───── TEKS BACAAN ─────

STOCKHOLM -- Perdebatan mengenai risiko produk rokok elektrik dan produk alternatif lainnya dibahas oleh ahli kesehatan internasional pada forum "No Smoke, Less Harm" pada 7 Mei 2024 di Stockholm. Pakar nikotin dan kesehatan publik, Karl Fagerstrom, menyampaikan Swedia adalah salah satu contoh sukses penerapan produk alternatif tembakau sebagai bagian kampanye berhenti merokok.
“Perbedaan antara rokok dan penggunaan produk tanpa asap sangat penting. Meskipun nikotin bersifat adiktif, tetapi tidak menyebabkan penyakit serius yang berhubungan dengan merokok. Temuan kami mendukung pergeseran fokus dari stop nikotin total menjadi beralih dengan alternatif yang tidak terlalu berbahaya bagi mereka yang tidak dapat berhenti sepenuhnya,” kata Dr. Karl Fagerström dalam webinar No Smoke, Less Harm yang dikutip pada Jumat (23/5/2024).
Karl menyebut Swedia adalah best practice ketika produk tembakau tanpa asap diberikan ruang. Meskipun konsumsi nikotin di Swedia dan negara-negara Eropa lain secara rata-rata hampir sama, tetapi tingkat kanker paru-paru Swedia jauh lebih rendah sebesar 41% dan kematian akibat tembakau lebih sedikit.
Karl menilai hal ini terjadi karena produk nikotin yang digunakan oleh warga Swedia merupakan produk alternatif tembakau seperti kantung nikotin atau rokok elektrik.

───── DATA TINJAUAN ─────

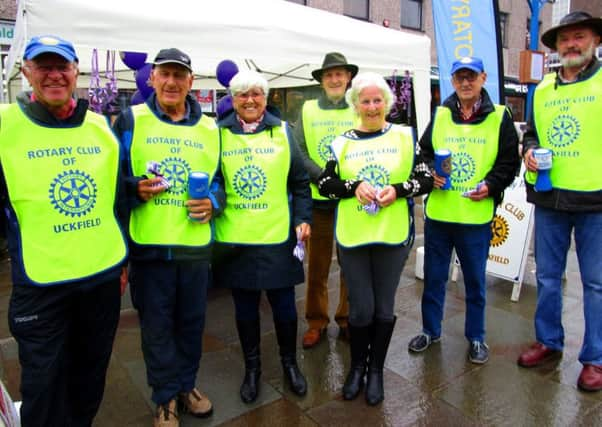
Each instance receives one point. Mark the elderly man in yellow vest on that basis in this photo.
(59, 190)
(320, 122)
(566, 123)
(170, 231)
(484, 147)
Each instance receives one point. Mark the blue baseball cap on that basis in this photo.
(50, 44)
(468, 62)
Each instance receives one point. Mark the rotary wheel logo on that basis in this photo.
(564, 130)
(324, 147)
(73, 193)
(176, 171)
(249, 182)
(463, 167)
(499, 231)
(375, 175)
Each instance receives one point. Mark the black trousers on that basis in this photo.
(171, 299)
(65, 335)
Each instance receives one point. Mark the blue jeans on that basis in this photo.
(171, 298)
(472, 247)
(552, 240)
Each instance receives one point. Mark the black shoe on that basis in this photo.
(249, 389)
(359, 343)
(295, 378)
(421, 342)
(249, 334)
(381, 338)
(478, 352)
(286, 334)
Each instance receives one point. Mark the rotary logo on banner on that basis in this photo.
(511, 234)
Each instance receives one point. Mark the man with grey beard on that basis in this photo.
(567, 107)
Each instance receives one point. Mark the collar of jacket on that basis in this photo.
(39, 114)
(270, 119)
(326, 104)
(585, 74)
(194, 110)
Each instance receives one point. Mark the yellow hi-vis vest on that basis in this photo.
(62, 185)
(381, 161)
(320, 127)
(474, 149)
(255, 169)
(568, 121)
(180, 149)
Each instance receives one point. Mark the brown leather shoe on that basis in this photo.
(196, 403)
(312, 337)
(167, 415)
(590, 378)
(536, 355)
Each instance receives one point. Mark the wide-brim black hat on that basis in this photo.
(574, 18)
(333, 60)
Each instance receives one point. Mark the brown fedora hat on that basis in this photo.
(332, 60)
(574, 18)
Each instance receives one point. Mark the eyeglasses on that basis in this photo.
(469, 77)
(47, 69)
(251, 94)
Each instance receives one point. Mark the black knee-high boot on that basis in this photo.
(286, 333)
(381, 337)
(249, 334)
(359, 343)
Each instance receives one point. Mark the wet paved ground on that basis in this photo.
(436, 388)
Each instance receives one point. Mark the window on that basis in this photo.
(528, 33)
(357, 9)
(503, 27)
(411, 14)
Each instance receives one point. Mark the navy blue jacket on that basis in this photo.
(259, 267)
(507, 162)
(560, 199)
(124, 129)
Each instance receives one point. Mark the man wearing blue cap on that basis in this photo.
(59, 188)
(484, 148)
(567, 106)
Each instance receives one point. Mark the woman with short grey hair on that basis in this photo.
(268, 212)
(374, 173)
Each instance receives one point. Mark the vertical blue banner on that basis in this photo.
(468, 28)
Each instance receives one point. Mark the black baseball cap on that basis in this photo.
(172, 56)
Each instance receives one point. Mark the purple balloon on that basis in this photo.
(134, 60)
(225, 71)
(136, 98)
(142, 83)
(223, 106)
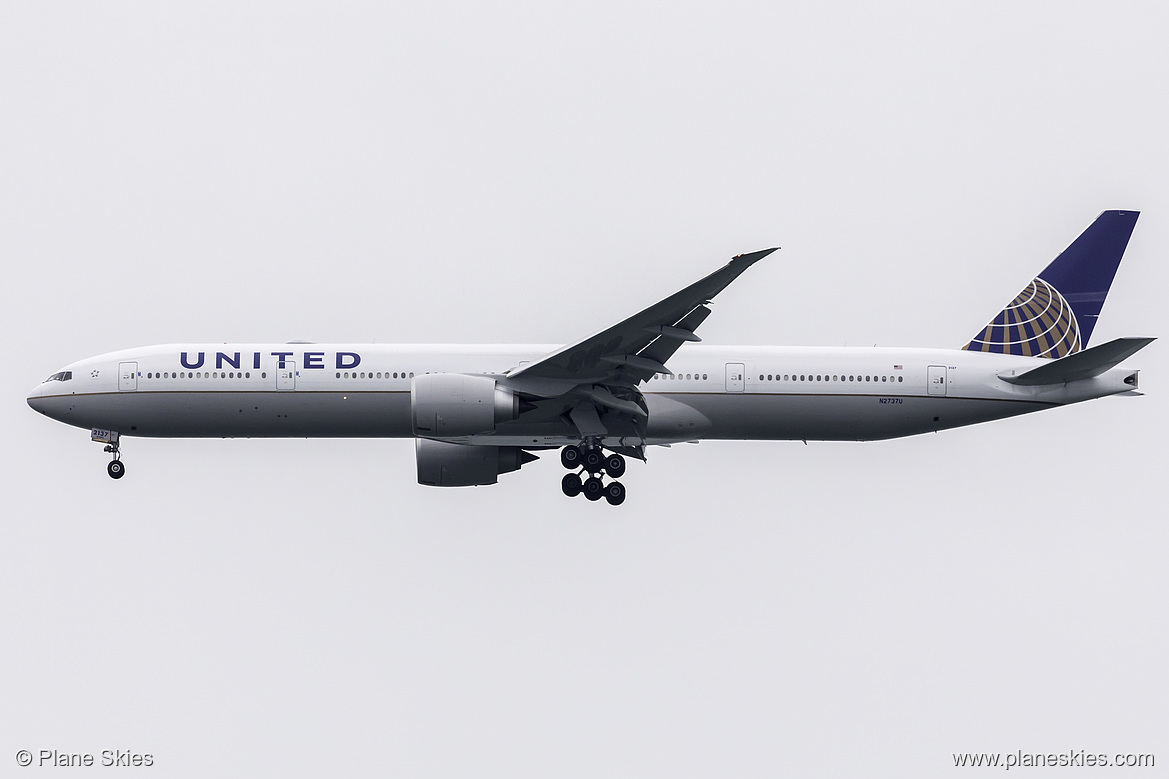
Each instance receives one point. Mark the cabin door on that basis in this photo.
(936, 379)
(128, 377)
(285, 377)
(734, 377)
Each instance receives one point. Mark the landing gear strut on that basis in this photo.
(116, 469)
(593, 461)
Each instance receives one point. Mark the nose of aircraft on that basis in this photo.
(36, 397)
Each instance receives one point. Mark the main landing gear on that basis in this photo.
(593, 461)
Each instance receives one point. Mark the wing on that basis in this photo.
(634, 350)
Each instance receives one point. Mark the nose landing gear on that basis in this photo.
(592, 460)
(116, 469)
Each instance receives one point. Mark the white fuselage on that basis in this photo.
(716, 392)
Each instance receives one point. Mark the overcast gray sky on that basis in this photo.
(528, 172)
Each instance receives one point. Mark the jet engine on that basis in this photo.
(460, 464)
(451, 405)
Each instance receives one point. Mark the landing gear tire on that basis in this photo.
(571, 457)
(593, 460)
(594, 489)
(615, 466)
(571, 484)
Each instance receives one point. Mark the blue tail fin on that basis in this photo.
(1055, 315)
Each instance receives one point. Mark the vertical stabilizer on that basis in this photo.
(1055, 315)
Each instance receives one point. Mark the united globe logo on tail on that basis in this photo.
(1055, 315)
(1039, 322)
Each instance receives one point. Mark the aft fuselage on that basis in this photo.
(716, 392)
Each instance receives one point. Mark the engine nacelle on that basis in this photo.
(461, 464)
(451, 405)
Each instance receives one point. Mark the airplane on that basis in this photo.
(477, 412)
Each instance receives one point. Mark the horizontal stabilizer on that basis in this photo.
(1081, 365)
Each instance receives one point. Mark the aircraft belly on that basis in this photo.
(246, 414)
(838, 418)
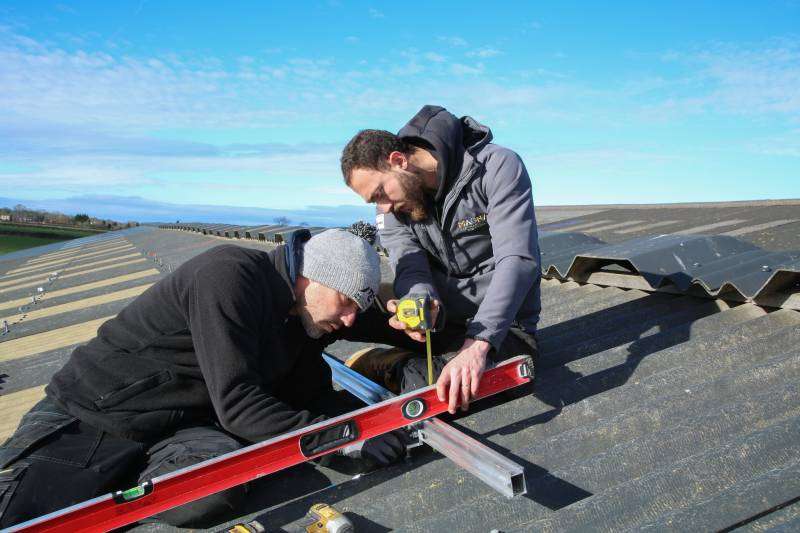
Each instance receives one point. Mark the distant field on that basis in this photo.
(43, 231)
(15, 237)
(12, 243)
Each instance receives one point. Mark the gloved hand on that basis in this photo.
(383, 449)
(387, 448)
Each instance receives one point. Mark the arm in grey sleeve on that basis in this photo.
(515, 244)
(408, 259)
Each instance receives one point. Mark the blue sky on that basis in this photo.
(250, 103)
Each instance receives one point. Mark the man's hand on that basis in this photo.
(416, 334)
(463, 374)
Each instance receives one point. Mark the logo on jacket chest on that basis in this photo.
(472, 223)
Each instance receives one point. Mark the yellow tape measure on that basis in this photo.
(414, 311)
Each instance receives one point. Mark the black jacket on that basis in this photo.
(211, 342)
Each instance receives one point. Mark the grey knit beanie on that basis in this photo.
(345, 262)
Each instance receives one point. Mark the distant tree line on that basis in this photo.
(23, 215)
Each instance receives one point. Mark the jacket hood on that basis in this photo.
(288, 258)
(447, 137)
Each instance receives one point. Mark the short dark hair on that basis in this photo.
(370, 149)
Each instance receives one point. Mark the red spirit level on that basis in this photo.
(192, 483)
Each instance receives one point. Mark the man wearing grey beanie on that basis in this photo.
(223, 352)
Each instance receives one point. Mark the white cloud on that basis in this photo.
(758, 79)
(484, 52)
(460, 69)
(434, 57)
(453, 41)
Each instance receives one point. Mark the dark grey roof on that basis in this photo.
(717, 265)
(662, 401)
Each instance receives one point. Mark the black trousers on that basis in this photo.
(373, 326)
(54, 460)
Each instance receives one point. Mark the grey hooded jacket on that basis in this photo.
(478, 252)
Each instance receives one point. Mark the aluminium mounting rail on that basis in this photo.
(192, 483)
(500, 473)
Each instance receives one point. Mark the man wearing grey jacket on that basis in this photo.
(456, 215)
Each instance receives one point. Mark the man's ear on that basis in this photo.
(398, 159)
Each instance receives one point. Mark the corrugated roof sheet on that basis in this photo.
(652, 409)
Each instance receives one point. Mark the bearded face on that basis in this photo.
(413, 202)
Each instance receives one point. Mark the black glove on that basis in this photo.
(387, 448)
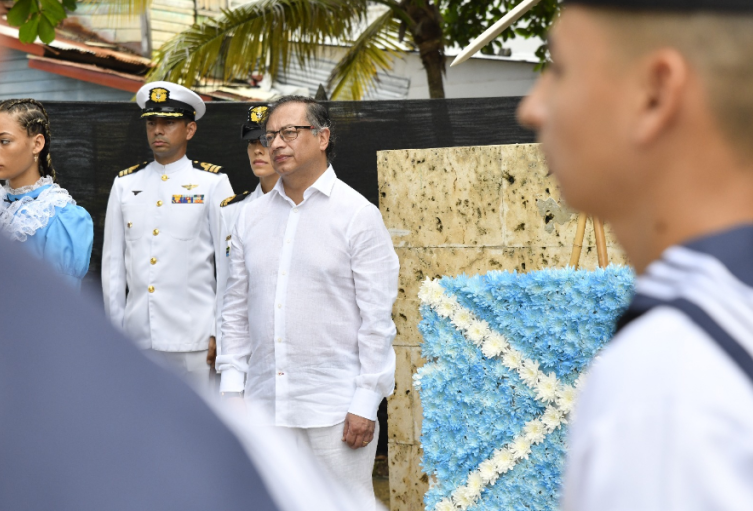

─────

- PERINTAH TUGAS
Dapatkah Anda menuliskan kembali bagian teks tentang produk alternatif tembakau di Swedia, mulai dari "Karl menyebut Swedia" dan terus sampai "atau rokok elektrik.", tanpa mengubah satu kata pun? Baris-baris data tersebut sama sekali tidak dipakai di sini.

- JAWABAN LATIHAN
Karl menyebut Swedia adalah best practice ketika produk tembakau tanpa asap diberikan ruang. Meskipun konsumsi nikotin di Swedia dan negara-negara Eropa lain secara rata-rata hampir sama, tetapi tingkat kanker paru-paru Swedia jauh lebih rendah sebesar 41% dan kematian akibat tembakau lebih sedikit.
Karl menilai hal ini terjadi karena produk nikotin yang digunakan oleh warga Swedia merupakan produk alternatif tembakau seperti kantung nikotin atau rokok elektrik.